| Instructions for the task |
Return each of the records below word for word, keeping every line in its original order.
* * * * *
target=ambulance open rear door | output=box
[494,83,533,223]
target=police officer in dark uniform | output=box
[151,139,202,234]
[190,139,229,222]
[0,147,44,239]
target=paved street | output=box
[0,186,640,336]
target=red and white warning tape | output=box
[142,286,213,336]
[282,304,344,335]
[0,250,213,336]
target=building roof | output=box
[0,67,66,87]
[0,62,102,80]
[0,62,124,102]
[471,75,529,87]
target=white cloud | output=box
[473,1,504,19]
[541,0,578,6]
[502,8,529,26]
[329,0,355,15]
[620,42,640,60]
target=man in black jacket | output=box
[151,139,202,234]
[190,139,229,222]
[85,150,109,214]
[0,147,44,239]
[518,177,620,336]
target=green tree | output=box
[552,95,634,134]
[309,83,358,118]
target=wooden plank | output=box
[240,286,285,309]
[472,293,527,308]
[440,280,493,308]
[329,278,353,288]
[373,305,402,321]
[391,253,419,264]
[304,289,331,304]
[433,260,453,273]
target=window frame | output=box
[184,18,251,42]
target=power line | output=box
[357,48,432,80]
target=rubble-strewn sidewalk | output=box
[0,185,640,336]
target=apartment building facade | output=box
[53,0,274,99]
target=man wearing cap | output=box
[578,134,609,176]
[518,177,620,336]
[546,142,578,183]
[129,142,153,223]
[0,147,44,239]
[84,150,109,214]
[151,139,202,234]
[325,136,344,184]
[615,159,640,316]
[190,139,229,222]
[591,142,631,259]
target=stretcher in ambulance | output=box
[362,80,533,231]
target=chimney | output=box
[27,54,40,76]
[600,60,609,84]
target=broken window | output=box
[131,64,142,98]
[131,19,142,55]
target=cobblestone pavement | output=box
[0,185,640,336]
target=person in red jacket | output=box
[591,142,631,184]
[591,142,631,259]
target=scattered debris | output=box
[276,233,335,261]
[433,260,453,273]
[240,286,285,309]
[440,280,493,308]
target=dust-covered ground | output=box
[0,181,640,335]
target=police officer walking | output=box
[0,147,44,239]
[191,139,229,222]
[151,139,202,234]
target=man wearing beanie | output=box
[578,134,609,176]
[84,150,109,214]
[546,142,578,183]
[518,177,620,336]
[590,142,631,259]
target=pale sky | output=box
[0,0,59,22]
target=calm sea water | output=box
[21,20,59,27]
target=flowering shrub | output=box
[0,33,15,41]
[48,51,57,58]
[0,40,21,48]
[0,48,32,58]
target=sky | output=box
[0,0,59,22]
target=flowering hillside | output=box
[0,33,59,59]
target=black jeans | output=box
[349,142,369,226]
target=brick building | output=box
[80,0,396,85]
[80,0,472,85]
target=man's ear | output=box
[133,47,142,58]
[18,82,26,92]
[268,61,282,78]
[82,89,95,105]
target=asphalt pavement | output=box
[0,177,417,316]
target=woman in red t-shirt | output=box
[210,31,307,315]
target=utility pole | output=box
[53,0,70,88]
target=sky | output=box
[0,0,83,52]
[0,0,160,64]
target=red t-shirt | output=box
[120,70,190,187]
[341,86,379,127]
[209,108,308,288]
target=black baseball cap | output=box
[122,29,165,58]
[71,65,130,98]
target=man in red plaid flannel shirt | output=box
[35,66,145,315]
* * * * *
| Answer to this exercise |
target=ambulance open rear door | output=box
[494,83,533,223]
target=police officer in dark uniform | output=box
[151,139,202,234]
[190,139,229,222]
[0,147,44,239]
target=paved street | output=box
[0,186,640,336]
target=red and white warning tape | output=box
[142,286,213,336]
[282,304,344,335]
[0,250,213,336]
target=building roof | output=box
[0,67,66,87]
[0,62,102,80]
[0,62,124,102]
[471,75,529,87]
target=white cloud | output=box
[473,1,504,19]
[541,0,578,6]
[502,8,529,26]
[329,0,355,15]
[620,42,640,60]
target=man in black jacket | output=box
[151,139,202,234]
[190,139,229,222]
[85,150,109,214]
[0,147,44,239]
[518,177,620,336]
target=green tree | output=box
[552,95,634,134]
[309,83,358,118]
target=wooden plank | output=box
[240,286,285,309]
[472,293,527,308]
[440,280,493,308]
[329,278,353,288]
[373,305,402,321]
[391,253,419,264]
[304,289,331,304]
[433,260,453,273]
target=window frame | output=box
[184,18,251,42]
target=power line | output=box
[357,48,432,80]
target=rubble-strewn sidewalk | output=box
[0,185,640,336]
target=apartment building facade | output=box
[53,0,274,99]
target=man wearing cap | output=box
[578,134,609,176]
[518,177,620,336]
[546,142,578,183]
[129,142,153,223]
[0,147,44,239]
[84,150,109,214]
[151,139,202,234]
[325,136,344,184]
[615,159,640,316]
[190,139,229,222]
[591,142,631,259]
target=stretcher in ambulance | output=box
[362,80,533,231]
target=chimney | output=box
[27,54,40,76]
[600,60,609,84]
target=broken window | output=box
[131,64,142,98]
[131,19,142,55]
target=cobblestone pavement | output=box
[0,185,640,336]
target=person in red jacket | output=box
[591,142,631,184]
[591,142,631,259]
target=scattered debris | output=box
[276,233,335,261]
[433,260,453,273]
[240,286,285,309]
[440,280,493,308]
target=dust-covered ground | output=box
[0,181,640,335]
target=police officer walking | output=box
[0,147,44,239]
[191,139,229,222]
[151,139,202,234]
target=man wearing beanie | output=box
[578,134,609,176]
[84,150,109,214]
[546,142,578,183]
[518,177,620,336]
[590,142,631,259]
target=pale sky | output=box
[0,0,59,22]
target=calm sea water | output=box
[21,20,59,27]
target=flowering shrub | output=box
[0,33,15,41]
[48,51,57,58]
[0,40,21,48]
[0,48,32,58]
target=sky | output=box
[0,0,59,22]
target=flowering hillside | output=box
[0,33,59,59]
target=black jeans | output=box
[349,142,369,226]
target=brick building | output=box
[80,0,396,85]
[80,0,472,85]
target=man's ear | output=box
[133,47,142,58]
[18,82,26,92]
[268,61,282,78]
[82,89,95,105]
target=asphalt pavement | output=box
[0,177,417,316]
target=woman in red t-shirt | output=box
[210,31,307,315]
target=utility pole | output=box
[53,0,70,88]
target=sky | output=box
[0,0,83,52]
[0,0,160,64]
target=red t-shirt | output=box
[120,70,190,187]
[341,86,379,127]
[209,108,308,288]
target=black baseball cap | output=box
[122,29,165,58]
[71,65,130,98]
target=man in red plaid flannel shirt | output=box
[35,66,145,315]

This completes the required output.